Exercise aim:
Only some lines are wanted. Transcribe, exactly, the lines below from the line with "Each instance receives one point. Annotate the pink top" up to and including the line with "Each instance receives one point. Annotate the serrated".
(Information)
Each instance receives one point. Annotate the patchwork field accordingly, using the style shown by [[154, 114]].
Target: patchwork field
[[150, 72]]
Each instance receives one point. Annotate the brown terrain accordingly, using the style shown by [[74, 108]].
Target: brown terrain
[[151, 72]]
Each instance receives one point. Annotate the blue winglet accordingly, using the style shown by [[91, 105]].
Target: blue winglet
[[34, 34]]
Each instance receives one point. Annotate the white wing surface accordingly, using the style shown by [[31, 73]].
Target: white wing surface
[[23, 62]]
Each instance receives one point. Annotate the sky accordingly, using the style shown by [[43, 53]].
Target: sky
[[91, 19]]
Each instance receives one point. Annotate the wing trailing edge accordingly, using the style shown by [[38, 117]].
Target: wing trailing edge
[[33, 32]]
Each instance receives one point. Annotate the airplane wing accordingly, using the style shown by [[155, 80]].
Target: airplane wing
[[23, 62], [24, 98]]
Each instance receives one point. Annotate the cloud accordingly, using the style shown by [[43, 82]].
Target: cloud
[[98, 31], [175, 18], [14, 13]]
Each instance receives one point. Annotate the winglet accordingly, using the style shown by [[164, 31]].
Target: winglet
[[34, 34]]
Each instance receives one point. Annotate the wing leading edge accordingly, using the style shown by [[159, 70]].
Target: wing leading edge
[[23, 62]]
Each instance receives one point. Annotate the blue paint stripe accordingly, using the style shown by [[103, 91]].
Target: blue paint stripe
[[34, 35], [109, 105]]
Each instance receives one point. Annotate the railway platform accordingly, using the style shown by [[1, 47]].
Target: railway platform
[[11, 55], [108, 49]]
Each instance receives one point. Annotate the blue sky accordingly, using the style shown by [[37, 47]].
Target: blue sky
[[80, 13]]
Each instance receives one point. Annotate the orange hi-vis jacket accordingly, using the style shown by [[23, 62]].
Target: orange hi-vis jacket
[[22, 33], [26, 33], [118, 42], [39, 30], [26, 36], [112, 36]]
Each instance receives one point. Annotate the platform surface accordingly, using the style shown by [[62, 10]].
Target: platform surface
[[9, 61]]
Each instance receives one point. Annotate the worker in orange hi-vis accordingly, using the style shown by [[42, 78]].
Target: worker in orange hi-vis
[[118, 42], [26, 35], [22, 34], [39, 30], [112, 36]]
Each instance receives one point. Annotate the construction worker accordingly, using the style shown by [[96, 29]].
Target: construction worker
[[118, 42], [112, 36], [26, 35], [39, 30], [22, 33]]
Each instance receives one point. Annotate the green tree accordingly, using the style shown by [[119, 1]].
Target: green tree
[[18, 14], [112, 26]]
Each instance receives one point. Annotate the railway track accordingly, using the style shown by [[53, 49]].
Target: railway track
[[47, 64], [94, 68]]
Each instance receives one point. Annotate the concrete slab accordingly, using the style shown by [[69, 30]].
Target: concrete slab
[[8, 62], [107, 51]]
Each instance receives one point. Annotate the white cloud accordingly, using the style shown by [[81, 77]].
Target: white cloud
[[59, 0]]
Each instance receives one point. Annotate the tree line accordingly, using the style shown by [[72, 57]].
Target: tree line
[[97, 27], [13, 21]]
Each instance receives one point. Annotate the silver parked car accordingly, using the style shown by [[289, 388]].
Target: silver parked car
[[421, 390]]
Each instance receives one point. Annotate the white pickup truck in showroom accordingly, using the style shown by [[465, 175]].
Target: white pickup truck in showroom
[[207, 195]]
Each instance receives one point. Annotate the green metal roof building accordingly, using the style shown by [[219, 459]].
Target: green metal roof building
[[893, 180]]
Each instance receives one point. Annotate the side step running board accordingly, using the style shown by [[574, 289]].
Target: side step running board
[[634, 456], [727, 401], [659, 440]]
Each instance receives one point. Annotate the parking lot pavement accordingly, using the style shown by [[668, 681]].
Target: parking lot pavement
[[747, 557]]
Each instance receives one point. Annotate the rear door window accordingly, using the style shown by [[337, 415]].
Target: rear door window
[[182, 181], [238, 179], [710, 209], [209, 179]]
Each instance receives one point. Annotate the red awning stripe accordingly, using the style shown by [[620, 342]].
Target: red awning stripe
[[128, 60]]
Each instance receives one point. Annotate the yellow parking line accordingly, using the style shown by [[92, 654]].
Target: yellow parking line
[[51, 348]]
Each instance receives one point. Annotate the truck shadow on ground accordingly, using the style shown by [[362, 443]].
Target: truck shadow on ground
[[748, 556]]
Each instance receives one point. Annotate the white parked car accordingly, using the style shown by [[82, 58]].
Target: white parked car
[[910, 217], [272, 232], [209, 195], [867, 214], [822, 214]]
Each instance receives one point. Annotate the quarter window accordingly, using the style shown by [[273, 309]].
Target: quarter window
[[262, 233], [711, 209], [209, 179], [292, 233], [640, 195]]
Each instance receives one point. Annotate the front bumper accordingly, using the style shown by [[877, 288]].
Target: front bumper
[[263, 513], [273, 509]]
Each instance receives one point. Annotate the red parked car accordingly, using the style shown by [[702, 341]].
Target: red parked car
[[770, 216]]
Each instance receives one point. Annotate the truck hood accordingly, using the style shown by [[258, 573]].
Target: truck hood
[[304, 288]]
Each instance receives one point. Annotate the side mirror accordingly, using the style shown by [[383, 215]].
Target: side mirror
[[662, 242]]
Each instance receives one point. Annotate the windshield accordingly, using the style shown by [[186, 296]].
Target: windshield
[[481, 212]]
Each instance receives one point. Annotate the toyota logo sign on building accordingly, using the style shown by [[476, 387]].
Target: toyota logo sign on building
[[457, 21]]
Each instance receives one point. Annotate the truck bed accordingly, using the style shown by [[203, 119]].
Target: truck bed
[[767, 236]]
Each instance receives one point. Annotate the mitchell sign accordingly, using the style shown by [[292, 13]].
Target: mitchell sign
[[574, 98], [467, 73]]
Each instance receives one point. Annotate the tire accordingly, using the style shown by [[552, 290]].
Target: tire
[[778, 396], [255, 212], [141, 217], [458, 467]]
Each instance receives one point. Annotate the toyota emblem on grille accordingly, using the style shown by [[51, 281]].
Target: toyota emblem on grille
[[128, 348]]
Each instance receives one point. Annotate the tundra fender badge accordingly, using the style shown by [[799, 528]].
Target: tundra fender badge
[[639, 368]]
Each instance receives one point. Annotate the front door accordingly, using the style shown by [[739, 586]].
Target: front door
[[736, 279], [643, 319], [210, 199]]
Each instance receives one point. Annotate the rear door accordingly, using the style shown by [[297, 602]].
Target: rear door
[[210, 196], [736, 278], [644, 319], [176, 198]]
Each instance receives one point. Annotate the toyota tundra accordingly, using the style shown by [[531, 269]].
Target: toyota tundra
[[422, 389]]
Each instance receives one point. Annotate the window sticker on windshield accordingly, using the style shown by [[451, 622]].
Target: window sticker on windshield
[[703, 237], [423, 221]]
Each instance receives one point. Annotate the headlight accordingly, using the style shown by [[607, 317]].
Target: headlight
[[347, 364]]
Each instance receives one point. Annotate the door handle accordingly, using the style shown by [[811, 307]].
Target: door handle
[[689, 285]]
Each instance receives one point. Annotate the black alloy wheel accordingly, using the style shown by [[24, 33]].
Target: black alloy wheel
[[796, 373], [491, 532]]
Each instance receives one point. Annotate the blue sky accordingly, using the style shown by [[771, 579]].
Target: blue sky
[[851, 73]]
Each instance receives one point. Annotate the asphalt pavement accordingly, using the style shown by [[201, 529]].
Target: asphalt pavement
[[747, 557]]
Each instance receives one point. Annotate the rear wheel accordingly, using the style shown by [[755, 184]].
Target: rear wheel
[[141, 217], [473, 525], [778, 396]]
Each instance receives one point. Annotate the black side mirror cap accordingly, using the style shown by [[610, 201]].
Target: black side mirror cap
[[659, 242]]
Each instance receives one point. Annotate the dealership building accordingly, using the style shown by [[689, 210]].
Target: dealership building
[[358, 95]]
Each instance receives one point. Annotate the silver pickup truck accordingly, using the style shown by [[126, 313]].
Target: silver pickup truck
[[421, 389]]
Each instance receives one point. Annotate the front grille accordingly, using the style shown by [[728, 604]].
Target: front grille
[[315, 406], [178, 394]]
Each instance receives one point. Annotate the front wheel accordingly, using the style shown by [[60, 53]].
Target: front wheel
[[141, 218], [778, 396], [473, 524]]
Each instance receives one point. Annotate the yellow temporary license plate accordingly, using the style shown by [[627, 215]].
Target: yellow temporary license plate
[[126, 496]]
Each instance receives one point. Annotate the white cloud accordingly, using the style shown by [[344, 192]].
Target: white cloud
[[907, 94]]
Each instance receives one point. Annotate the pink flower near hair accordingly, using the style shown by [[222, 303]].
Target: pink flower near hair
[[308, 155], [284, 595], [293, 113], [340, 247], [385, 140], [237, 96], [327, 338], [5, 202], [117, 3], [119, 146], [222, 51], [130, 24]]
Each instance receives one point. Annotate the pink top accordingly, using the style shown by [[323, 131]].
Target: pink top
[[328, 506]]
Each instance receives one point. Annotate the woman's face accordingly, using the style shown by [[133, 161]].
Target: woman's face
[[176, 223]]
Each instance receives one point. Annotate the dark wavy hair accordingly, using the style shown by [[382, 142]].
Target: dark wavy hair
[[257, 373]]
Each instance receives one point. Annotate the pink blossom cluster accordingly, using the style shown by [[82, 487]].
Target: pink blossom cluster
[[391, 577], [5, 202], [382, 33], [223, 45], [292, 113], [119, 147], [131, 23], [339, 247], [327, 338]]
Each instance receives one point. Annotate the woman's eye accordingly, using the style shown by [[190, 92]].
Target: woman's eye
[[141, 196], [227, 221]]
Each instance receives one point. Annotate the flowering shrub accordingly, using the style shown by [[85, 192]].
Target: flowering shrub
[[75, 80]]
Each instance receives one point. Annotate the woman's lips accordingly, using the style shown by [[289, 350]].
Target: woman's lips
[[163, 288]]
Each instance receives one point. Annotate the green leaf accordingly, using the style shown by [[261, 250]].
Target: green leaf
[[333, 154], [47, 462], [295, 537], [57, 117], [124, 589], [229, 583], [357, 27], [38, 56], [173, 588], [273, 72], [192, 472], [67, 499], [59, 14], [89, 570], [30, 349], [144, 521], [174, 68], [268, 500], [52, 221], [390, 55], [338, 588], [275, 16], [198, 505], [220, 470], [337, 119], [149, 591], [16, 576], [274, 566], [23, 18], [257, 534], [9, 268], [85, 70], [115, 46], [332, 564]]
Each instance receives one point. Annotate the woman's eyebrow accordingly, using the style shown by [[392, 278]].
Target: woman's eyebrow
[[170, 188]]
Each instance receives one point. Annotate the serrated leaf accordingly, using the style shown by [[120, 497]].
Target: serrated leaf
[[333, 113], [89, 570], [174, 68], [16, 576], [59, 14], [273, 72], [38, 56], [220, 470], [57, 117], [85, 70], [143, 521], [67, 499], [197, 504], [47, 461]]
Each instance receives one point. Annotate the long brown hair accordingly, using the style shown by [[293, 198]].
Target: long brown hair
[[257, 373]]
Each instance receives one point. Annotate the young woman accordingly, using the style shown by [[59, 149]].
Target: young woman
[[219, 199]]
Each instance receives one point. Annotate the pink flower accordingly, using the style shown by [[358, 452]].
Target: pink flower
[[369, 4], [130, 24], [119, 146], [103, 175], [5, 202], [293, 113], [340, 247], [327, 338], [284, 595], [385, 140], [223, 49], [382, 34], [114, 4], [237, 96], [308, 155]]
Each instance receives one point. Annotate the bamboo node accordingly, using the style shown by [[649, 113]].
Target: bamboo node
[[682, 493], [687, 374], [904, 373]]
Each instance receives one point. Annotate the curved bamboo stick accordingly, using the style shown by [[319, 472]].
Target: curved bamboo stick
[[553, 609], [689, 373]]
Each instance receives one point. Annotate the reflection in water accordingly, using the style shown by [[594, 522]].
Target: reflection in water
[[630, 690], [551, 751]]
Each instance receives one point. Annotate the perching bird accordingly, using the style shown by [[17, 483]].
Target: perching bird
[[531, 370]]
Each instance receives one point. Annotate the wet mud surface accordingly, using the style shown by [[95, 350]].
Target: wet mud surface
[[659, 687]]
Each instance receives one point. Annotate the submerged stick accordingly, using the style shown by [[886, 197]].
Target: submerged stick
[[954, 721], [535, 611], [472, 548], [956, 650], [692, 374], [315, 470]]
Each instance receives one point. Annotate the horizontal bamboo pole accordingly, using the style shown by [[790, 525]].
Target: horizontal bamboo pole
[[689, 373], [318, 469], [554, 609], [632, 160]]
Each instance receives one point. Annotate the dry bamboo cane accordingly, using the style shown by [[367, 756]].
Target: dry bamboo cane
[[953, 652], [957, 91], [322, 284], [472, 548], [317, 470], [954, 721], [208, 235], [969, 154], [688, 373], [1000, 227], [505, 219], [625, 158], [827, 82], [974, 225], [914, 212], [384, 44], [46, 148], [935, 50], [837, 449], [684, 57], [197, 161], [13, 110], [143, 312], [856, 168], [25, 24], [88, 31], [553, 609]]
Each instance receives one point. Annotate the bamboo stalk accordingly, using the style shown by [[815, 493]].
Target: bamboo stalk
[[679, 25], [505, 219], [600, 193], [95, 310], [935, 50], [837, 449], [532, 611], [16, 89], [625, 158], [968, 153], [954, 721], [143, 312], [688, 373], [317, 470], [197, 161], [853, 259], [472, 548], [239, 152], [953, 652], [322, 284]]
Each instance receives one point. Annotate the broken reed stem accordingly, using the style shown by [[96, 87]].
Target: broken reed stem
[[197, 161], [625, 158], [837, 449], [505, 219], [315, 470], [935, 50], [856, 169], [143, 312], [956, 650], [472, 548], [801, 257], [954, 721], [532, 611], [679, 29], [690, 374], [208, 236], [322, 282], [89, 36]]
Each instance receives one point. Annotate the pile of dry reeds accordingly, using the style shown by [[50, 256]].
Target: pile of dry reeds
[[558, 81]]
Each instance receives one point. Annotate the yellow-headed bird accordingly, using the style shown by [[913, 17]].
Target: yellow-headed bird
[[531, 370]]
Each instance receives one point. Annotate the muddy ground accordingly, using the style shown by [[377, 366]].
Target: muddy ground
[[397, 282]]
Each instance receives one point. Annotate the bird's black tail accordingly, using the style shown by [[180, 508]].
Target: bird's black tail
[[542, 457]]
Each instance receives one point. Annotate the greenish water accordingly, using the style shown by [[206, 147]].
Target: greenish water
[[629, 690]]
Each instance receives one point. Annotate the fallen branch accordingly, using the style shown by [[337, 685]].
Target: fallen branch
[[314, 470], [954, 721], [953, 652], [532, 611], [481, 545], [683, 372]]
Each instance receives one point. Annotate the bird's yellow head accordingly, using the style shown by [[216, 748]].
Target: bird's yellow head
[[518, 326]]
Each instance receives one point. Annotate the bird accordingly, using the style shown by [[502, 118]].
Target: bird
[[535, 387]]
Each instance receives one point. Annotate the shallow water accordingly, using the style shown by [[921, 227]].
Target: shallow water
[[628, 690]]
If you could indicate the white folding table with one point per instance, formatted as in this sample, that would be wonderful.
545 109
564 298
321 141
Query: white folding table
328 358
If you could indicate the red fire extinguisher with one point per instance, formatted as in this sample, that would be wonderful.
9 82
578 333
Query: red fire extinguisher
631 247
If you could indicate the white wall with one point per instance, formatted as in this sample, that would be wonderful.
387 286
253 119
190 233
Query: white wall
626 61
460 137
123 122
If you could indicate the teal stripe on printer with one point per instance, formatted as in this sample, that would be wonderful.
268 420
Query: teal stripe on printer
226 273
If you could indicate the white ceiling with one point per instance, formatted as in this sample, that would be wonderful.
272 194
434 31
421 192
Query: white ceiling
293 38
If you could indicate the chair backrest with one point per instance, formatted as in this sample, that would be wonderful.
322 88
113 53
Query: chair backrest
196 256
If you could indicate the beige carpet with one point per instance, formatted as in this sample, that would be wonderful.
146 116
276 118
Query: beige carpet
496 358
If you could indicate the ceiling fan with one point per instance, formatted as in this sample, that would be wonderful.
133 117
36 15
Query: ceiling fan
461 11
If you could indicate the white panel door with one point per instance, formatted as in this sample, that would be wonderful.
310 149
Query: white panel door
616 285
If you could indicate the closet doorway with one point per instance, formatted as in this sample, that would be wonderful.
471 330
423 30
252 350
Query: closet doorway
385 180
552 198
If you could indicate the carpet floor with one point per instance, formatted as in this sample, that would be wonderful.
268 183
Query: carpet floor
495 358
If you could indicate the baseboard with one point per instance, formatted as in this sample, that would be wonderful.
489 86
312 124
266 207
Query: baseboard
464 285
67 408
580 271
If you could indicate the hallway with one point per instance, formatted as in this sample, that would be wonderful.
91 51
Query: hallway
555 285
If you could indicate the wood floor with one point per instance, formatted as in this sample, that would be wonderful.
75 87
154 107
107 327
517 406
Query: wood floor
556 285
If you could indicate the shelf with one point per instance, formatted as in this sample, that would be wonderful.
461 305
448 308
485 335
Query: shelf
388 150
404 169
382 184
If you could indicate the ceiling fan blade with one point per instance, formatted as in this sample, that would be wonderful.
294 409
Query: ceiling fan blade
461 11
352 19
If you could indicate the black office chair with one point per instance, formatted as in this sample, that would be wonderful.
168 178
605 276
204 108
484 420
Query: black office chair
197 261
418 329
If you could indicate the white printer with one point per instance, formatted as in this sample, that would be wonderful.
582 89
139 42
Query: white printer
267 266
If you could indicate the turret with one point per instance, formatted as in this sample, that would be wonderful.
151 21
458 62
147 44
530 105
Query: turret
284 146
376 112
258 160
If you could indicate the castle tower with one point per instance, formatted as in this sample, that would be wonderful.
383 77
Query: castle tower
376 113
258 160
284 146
(End Information)
Response to this task:
Each instance receives one point. Annotate the pink top accordingly, using the style shown by [[323, 131]].
Target: pink top
[[328, 506]]
Each instance receives one point. Annotate the woman's face accordingly, using the style shown by [[133, 161]].
Target: woman's face
[[176, 223]]
Each instance receives one point. Annotate the dark wavy hair accordingly, using the style shown by [[382, 142]].
Target: dark wavy hair
[[257, 373]]
Each instance receives one point. Annotate the pink blossom cluster accordingly, using the style shown by [[82, 487]].
Target: pink blossom cluster
[[391, 577], [5, 202], [382, 33], [223, 45], [292, 113], [119, 147], [131, 23], [339, 247], [327, 338]]
Each instance receives one point. Annotate the woman's eye accordingly, using the style shown by [[190, 92]].
Target: woman's eye
[[141, 196], [227, 221]]
Each instance receives one point. Annotate the flowering shrub accordingly, using the style shown by [[85, 192]].
Target: flowering shrub
[[75, 80]]
Each instance receives one point. Annotate the woman's lips accordingly, using the style shown by [[289, 350]].
Target: woman's lips
[[163, 288]]
Each instance receives one point. Annotate the green leaf accordingly, using the style shown by [[261, 250]].
Target: green leaf
[[333, 154], [47, 462], [295, 537], [57, 117], [124, 589], [229, 583], [357, 27], [38, 56], [173, 588], [273, 72], [192, 472], [67, 499], [59, 14], [89, 570], [30, 349], [144, 521], [174, 68], [268, 500], [52, 221], [390, 55], [338, 588], [275, 16], [198, 505], [220, 470], [337, 119], [149, 591], [16, 576], [274, 566], [23, 18], [257, 534], [9, 268], [85, 70], [115, 46], [332, 564]]
Each instance receives one point. Annotate the woman's eyebrow accordingly, using the style shown by [[392, 278]].
Target: woman's eyebrow
[[170, 188]]
Each instance receives one point. Annotate the serrated leaf accordingly, using the style shown by [[120, 497]].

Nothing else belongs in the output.